▶ _Instruksi Tertulis_: Menurut kutipan tentang perjalanan karier Agus, dari posisi apa kariernya sebagai regulator dimulai?

▶ _Kutipan yang Disediakan_:
Agus kemudian mendapatkan kesempatan emas untuk melanjutkan studi magister di Ecole Nationale de l'Aviation Civile (ENAC) dan ENSICA di Prancis, sebuah langkah yang membuka cakrawala baru baginya dalam dunia penerbangan. Selama masa studi di Eropa, ia tidak hanya memperdalam ilmunya tetapi juga menjalin koneksi dengan para ahli teknologi tinggi.
Jerih payahnya menimba ilmu di negeri orang makin tersemangati ketika kemudian ia dibantu rekan kuliahnya di Ecole yang sama yang berlatar belakang ilmu komputer lulusan teknik Informatika ITB, sinergi profesional ini menghasilkan kebijakan strategis dalam konsep keselamatan penerbangan Indonesia. Rekan seprofesi inilah yang kelak menjadi pendamping hidupnya.
Setelah menyelesaikan studinya di Prancis, Agus kembali ke Indonesia dengan semangat baru dan wawasan yang lebih luas. Ia diberi kepercayaan oleh Prof. Habibie untuk berperan sebagai regulator penerbangan, bukan sebagai produsen lagi. Kariernya sebagai regulator dimulai dari posisi Inspektur Kelaikudaraan Pesawat, yang kemudian berkembang menjadi Kepala Seksi, Kepala Bagian Perencanaan, Direktur Bandar Udara, Kepala Badan Kebijakan Transportasi, hingga mencapai puncak jabatan regulator yaitu sebagai Direktur Jenderal Perhubungan Udara di Kementerian Perhubungan, maka dari itu ia disebut sebagai pejabat karir.
Sebagai Dirjen Perhubungan Udara, Agus dihadapkan pada tantangan besar untuk meningkatkan keselamatan dan reputasi penerbangan Indonesia. Dengan ketelatenan dan dedikasinya, ia melakukan inspeksi lapangan secara langsung, yang membantunya menemukan solusi tepat untuk meningkatkan keselamatan penerbangan. Hasilnya adalah peningkatan signifikan dalam nilai ICAO safety compliance Indonesia dari di bawah 50 menjadi di atas 80, sebuah pencapaian yang luar biasa.

▶ _Informasi yang Diberikan_:

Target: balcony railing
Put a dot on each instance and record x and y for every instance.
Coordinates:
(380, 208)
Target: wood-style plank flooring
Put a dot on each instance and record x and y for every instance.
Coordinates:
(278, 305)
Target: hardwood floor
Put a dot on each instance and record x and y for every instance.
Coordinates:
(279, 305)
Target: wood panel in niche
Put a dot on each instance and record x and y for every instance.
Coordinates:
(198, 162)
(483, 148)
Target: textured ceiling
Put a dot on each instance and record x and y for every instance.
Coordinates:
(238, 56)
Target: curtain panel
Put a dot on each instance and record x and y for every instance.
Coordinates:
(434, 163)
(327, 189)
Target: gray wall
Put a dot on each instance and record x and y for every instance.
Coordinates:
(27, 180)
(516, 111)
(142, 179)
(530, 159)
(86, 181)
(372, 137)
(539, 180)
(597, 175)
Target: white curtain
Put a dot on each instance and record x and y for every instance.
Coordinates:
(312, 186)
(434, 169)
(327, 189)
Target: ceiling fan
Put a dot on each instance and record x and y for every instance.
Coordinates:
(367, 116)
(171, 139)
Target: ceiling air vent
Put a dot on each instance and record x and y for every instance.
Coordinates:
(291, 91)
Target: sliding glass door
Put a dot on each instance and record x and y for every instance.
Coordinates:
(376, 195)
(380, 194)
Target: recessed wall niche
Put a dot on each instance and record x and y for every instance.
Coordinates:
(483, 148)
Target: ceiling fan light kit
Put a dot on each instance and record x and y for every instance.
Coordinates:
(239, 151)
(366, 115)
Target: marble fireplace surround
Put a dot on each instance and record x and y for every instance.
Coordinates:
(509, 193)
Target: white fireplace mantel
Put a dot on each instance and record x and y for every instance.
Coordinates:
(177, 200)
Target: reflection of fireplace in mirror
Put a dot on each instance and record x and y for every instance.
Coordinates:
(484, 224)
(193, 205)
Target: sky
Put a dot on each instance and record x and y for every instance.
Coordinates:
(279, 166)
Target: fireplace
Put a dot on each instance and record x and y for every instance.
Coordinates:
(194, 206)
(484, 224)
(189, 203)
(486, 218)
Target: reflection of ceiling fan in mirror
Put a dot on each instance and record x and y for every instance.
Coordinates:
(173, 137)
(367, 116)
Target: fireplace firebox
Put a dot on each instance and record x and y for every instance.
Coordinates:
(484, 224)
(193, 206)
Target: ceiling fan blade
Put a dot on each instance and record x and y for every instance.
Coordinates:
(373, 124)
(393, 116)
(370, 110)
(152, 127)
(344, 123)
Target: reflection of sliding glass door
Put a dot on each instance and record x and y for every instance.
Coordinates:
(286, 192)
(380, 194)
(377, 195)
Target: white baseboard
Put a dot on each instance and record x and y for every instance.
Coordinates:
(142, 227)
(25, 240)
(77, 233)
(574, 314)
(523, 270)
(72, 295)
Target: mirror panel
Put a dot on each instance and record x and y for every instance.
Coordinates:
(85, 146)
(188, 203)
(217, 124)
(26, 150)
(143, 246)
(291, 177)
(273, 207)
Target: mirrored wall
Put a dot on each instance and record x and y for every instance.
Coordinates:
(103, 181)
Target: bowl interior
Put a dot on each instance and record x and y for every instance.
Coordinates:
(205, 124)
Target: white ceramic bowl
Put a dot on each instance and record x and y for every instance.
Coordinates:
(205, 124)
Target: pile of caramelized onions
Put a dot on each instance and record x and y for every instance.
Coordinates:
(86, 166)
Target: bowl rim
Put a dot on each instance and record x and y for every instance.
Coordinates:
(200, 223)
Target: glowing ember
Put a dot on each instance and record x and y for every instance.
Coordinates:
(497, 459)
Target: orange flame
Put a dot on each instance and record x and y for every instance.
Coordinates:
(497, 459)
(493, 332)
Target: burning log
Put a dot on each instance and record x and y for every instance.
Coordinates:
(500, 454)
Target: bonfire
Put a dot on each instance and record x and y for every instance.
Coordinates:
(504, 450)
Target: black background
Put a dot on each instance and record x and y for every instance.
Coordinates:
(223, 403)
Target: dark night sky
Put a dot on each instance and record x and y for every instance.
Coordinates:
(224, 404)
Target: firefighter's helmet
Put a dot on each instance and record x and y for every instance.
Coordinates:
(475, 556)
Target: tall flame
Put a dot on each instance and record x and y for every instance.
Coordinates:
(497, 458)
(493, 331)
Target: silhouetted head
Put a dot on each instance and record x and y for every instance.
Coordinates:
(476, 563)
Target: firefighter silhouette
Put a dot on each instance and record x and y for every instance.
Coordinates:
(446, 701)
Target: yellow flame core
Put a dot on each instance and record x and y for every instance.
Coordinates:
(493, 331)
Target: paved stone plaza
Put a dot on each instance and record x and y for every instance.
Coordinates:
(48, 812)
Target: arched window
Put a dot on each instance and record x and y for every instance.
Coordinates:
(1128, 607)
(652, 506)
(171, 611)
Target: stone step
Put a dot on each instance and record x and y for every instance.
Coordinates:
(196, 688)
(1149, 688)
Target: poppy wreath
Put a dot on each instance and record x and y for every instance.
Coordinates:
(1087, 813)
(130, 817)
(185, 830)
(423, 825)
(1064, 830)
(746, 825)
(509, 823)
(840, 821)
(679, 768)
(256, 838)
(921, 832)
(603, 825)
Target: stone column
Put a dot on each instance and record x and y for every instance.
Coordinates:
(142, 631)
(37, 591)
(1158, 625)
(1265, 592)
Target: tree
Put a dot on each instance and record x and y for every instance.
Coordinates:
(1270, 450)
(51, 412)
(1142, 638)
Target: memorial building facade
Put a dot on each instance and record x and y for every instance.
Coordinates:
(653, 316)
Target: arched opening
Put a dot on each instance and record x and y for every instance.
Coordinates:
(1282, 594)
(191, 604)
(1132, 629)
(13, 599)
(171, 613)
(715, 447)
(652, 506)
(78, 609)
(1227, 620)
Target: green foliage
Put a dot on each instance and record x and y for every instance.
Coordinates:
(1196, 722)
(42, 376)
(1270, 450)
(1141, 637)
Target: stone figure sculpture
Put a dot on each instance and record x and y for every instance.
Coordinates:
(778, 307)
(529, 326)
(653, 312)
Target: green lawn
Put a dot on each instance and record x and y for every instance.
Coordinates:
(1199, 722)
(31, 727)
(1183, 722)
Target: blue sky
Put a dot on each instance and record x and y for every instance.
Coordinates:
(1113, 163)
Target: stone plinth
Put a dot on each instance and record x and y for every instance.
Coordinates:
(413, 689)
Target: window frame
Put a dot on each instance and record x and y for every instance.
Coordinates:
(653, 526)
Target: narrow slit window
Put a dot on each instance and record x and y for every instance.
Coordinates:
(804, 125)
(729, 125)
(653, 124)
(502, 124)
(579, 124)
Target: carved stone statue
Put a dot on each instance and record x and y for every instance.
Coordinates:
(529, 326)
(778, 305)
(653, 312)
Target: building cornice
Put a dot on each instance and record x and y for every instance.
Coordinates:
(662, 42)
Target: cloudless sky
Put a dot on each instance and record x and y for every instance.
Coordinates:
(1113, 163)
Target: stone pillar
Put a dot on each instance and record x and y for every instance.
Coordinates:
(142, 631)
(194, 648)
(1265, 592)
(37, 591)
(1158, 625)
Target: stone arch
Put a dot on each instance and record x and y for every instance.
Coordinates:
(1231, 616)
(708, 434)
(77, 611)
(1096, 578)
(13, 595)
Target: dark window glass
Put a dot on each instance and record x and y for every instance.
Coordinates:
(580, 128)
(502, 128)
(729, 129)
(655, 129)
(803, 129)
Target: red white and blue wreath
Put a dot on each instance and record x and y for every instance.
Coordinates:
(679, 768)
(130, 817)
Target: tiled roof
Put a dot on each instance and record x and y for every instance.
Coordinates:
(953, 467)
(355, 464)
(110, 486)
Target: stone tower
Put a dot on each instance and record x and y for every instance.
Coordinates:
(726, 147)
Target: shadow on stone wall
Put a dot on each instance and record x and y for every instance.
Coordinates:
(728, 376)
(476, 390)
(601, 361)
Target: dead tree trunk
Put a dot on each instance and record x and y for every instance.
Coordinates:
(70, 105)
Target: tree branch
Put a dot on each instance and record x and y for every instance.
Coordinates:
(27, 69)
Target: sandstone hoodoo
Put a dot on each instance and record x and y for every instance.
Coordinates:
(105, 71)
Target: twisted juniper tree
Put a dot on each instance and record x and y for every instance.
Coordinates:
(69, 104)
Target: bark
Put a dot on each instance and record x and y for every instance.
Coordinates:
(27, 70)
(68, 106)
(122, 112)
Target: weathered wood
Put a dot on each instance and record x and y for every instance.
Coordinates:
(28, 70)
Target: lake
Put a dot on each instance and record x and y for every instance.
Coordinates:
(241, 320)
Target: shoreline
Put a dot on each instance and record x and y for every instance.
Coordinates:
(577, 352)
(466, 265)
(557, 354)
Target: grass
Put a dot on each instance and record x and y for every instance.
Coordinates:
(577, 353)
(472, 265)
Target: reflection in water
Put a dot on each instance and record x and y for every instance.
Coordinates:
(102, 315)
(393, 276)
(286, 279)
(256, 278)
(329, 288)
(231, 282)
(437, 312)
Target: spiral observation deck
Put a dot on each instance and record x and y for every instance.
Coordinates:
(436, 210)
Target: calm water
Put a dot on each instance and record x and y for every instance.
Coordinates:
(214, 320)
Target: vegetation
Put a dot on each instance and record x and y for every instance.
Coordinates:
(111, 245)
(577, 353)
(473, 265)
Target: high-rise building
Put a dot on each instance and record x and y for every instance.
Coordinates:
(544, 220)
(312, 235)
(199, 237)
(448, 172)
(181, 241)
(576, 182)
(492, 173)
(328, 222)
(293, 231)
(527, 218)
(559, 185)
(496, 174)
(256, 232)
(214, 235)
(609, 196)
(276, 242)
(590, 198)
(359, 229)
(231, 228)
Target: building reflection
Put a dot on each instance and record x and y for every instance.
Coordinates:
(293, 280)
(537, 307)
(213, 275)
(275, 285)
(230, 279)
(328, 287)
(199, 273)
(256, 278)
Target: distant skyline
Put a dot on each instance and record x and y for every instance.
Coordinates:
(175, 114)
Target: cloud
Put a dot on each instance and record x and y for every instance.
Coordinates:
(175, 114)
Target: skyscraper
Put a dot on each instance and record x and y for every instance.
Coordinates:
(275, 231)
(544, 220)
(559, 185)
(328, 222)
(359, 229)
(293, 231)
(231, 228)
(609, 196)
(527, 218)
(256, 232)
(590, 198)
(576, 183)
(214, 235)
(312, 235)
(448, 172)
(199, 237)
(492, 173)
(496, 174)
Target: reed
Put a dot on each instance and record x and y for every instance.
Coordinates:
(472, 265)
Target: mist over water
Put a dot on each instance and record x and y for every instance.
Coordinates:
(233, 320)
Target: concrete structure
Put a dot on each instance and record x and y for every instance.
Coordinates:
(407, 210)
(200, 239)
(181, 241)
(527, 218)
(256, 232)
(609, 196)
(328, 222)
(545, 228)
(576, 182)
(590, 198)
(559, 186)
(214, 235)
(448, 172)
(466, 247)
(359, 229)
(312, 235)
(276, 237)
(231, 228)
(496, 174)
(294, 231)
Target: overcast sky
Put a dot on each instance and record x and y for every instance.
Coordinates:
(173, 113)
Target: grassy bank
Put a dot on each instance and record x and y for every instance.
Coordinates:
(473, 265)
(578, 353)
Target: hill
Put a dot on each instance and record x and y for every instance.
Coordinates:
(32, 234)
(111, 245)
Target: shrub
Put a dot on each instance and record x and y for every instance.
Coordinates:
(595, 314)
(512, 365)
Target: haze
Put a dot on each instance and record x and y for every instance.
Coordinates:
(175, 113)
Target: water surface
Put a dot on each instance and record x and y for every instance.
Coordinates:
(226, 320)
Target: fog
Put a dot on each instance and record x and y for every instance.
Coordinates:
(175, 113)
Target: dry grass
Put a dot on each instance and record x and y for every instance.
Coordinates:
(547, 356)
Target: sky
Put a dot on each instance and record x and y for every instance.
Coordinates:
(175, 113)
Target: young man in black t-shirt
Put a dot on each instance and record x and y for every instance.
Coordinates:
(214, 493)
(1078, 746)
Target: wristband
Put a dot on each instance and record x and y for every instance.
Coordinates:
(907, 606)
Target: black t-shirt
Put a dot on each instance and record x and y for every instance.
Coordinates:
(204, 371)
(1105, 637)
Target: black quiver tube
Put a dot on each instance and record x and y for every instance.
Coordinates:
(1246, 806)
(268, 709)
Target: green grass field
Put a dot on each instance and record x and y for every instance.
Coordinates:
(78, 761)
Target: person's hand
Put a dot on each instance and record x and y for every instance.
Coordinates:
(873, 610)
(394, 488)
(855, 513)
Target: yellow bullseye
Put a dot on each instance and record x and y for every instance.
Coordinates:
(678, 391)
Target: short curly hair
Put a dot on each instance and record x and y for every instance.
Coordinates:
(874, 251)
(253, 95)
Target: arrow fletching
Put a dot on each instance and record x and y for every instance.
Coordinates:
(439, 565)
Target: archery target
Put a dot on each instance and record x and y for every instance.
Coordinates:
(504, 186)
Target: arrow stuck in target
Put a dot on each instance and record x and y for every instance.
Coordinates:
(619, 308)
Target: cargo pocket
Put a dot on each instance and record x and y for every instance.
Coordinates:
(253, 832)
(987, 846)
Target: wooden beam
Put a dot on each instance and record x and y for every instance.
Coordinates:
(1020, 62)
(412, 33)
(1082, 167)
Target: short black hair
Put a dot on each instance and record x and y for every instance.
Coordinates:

▶ _Penyelesaian Soal_: Inspektur Kelaikudaraan Pesawat.